→ **DESCRIPTION OF THE TASK**:
Whenever a line in the material below includes "house", copy that line.

▼▼▼

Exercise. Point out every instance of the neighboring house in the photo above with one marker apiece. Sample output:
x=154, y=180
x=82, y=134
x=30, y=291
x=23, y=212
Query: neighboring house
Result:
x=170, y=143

▲▲▲

→ **SOLUTION BELOW**:
Exercise. Point out every instance of the neighboring house in the photo above with one marker apiece. Sample output:
Query: neighboring house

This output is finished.